### SUPPLIED MATERIAL
--- --- ---
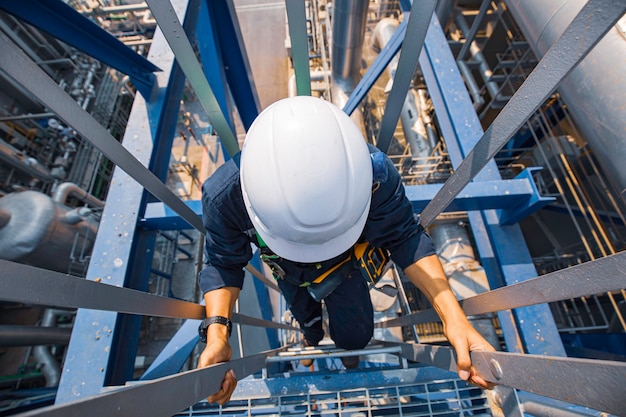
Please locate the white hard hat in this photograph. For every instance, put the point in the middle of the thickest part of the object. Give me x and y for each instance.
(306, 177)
--- --- ---
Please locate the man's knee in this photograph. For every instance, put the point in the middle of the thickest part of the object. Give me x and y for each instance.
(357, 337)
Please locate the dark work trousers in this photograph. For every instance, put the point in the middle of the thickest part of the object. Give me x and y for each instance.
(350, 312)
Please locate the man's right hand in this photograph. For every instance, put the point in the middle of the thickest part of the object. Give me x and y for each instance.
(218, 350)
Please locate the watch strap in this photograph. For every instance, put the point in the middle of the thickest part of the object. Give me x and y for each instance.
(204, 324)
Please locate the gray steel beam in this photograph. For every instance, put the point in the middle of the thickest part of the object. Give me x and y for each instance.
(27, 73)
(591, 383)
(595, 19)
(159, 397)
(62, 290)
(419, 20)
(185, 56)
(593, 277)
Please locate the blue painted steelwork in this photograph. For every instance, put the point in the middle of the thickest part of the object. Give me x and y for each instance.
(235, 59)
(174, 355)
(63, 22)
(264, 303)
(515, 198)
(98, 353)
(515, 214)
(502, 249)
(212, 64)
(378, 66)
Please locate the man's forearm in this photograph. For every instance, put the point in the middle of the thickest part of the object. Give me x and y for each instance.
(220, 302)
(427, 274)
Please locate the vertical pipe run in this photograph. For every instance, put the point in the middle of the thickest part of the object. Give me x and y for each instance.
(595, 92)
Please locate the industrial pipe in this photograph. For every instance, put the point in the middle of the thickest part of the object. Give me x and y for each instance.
--- --- ---
Above is a listing; print exactly its lines from the one with "Please locate the vertical" through the one with "Please locate the industrial", and no other lines.

### COMPLETED TASK
Please locate the vertical pipe run in this photograph. For every instance, put the point in the middle of the thickest part of the object. Give me x and y for each instance.
(595, 92)
Please locate the industrial pipe in this photograph. For every instance, put the point in the middle of the thickest part of the object. Give me x and y for each instance.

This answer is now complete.